Stored data
-------
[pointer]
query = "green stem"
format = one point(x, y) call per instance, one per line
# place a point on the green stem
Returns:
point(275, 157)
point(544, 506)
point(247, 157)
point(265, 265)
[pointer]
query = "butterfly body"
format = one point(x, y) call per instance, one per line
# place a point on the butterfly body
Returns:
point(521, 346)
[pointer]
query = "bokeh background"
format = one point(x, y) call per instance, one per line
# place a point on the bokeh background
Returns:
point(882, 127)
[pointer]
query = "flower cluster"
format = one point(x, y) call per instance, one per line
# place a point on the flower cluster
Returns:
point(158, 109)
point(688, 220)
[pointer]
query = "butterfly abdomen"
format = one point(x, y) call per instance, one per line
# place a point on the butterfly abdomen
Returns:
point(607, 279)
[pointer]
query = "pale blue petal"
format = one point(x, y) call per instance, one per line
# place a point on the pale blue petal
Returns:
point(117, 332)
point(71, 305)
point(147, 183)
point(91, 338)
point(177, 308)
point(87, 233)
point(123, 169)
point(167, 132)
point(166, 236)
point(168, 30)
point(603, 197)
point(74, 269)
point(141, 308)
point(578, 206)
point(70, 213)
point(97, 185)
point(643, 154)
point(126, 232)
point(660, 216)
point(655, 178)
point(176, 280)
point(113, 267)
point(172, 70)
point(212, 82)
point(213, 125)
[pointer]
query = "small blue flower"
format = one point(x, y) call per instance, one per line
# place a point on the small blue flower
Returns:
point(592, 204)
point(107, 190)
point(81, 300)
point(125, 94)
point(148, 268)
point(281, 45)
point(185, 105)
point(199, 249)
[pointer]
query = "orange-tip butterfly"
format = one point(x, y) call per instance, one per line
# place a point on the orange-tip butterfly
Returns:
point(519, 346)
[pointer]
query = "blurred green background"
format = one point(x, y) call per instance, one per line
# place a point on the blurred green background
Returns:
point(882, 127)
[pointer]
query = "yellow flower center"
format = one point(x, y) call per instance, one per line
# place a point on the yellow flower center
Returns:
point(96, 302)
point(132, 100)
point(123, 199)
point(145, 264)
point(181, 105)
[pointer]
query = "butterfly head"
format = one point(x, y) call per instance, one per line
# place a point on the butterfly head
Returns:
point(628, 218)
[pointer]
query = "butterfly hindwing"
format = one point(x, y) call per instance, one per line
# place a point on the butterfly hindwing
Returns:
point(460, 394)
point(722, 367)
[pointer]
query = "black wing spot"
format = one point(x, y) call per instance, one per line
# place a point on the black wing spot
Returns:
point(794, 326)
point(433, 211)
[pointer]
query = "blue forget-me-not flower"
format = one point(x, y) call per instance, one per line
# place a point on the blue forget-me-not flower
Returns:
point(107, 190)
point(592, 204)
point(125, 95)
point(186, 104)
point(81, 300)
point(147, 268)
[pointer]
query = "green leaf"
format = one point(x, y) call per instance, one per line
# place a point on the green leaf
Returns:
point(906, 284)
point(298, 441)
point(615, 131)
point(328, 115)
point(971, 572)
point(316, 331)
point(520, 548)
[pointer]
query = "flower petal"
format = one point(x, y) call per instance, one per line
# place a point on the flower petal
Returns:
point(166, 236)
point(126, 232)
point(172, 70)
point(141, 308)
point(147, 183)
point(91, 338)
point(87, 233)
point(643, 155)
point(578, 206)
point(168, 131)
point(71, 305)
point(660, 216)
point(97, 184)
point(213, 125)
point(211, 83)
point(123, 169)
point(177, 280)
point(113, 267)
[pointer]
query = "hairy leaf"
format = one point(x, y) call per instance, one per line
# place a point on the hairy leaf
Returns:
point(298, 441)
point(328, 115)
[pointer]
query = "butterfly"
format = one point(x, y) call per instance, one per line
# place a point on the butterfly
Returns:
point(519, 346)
-------
In full and without error, retype the entries above.

[pointer]
query = "green stem"
format = one point(x, y) call per instance, one per line
# place a point on the green stem
Returns:
point(275, 157)
point(544, 506)
point(247, 157)
point(265, 265)
[pointer]
query = "butterfly body"
format = one point(x, y) call per instance, one per line
# place a point on the butterfly body
Returns:
point(521, 346)
[pointer]
query = "bokeh background"
format = one point(x, y) call per instance, one per line
# place a point on the bokeh background
Returns:
point(882, 127)
[pointer]
query = "flower cluster"
format = one point(x, y) call per instance, one per line
# place a point on the flower cluster
Returns:
point(158, 109)
point(688, 220)
[pointer]
query = "butterfly abdomen"
format = one point(x, y) call per instance, one per line
# place a point on the butterfly abdomen
Returns:
point(607, 279)
[pointer]
query = "pale blue petal"
format = one point(x, y) call per instance, one per line
# place a point on the pale blue petal
Returns:
point(117, 332)
point(71, 305)
point(147, 183)
point(91, 338)
point(177, 308)
point(87, 233)
point(123, 169)
point(167, 132)
point(166, 236)
point(168, 30)
point(603, 197)
point(74, 269)
point(141, 308)
point(578, 206)
point(70, 213)
point(97, 185)
point(643, 154)
point(126, 232)
point(660, 216)
point(655, 178)
point(176, 280)
point(113, 267)
point(172, 70)
point(212, 82)
point(213, 125)
[pointer]
query = "small blue flower"
format = one point(x, y) call per instance, one per line
# place a point on the small blue flower
Returns:
point(592, 204)
point(107, 190)
point(81, 300)
point(125, 94)
point(148, 268)
point(281, 45)
point(185, 105)
point(199, 249)
[pointer]
query = "orange-tip butterfly"
format = one point(x, y) call per instance, one per line
# place a point on the orange-tip butterfly
Returns:
point(519, 346)
[pointer]
query = "blurred green background"
format = one point(x, y) call per instance, one per line
# place a point on the blurred green background
Returns:
point(882, 127)
[pointer]
query = "yellow flower center"
format = one point(x, y) call per instance, one per line
# place a point on the yellow flower center
Returns:
point(96, 302)
point(132, 100)
point(123, 199)
point(145, 264)
point(181, 105)
[pointer]
query = "butterfly head"
format = one point(x, y) call per instance, one per line
# place a point on the butterfly head
Returns:
point(628, 218)
[pointer]
query = "butterfly hindwing"
format = one point(x, y) call per instance, one per line
# place a point on the butterfly hindwing
Returns:
point(460, 394)
point(722, 367)
[pointer]
query = "black wing spot"
format = one point(x, y) call per instance, one per line
# place a point on the black wing spot
Returns:
point(794, 326)
point(433, 211)
[pointer]
query = "blue forget-me-not flower"
format = one point(x, y) call per instance, one per line
# place a point on the blue forget-me-not flower
Returns:
point(107, 190)
point(592, 204)
point(125, 95)
point(186, 104)
point(81, 300)
point(147, 268)
[pointer]
query = "green leaf"
format = one point(x, y) call per instance, one per line
# place a point on the green leaf
Returns:
point(906, 284)
point(298, 441)
point(615, 131)
point(328, 115)
point(971, 572)
point(316, 331)
point(520, 548)
[pointer]
query = "flower petal"
format = one point(x, y) call per instance, one per line
# place a point on the flower petal
Returns:
point(166, 236)
point(126, 232)
point(172, 70)
point(141, 308)
point(147, 183)
point(91, 338)
point(87, 233)
point(643, 155)
point(578, 206)
point(168, 131)
point(71, 305)
point(660, 216)
point(97, 184)
point(213, 125)
point(211, 83)
point(123, 169)
point(177, 280)
point(113, 267)
[pointer]
query = "hairy leaf"
format = one point(x, y) call per instance, one per line
# place a point on the hairy leaf
Returns:
point(298, 441)
point(328, 115)
[pointer]
query = "butterfly"
format = one point(x, y) call per instance, one per line
# place a point on the butterfly
Returns:
point(519, 346)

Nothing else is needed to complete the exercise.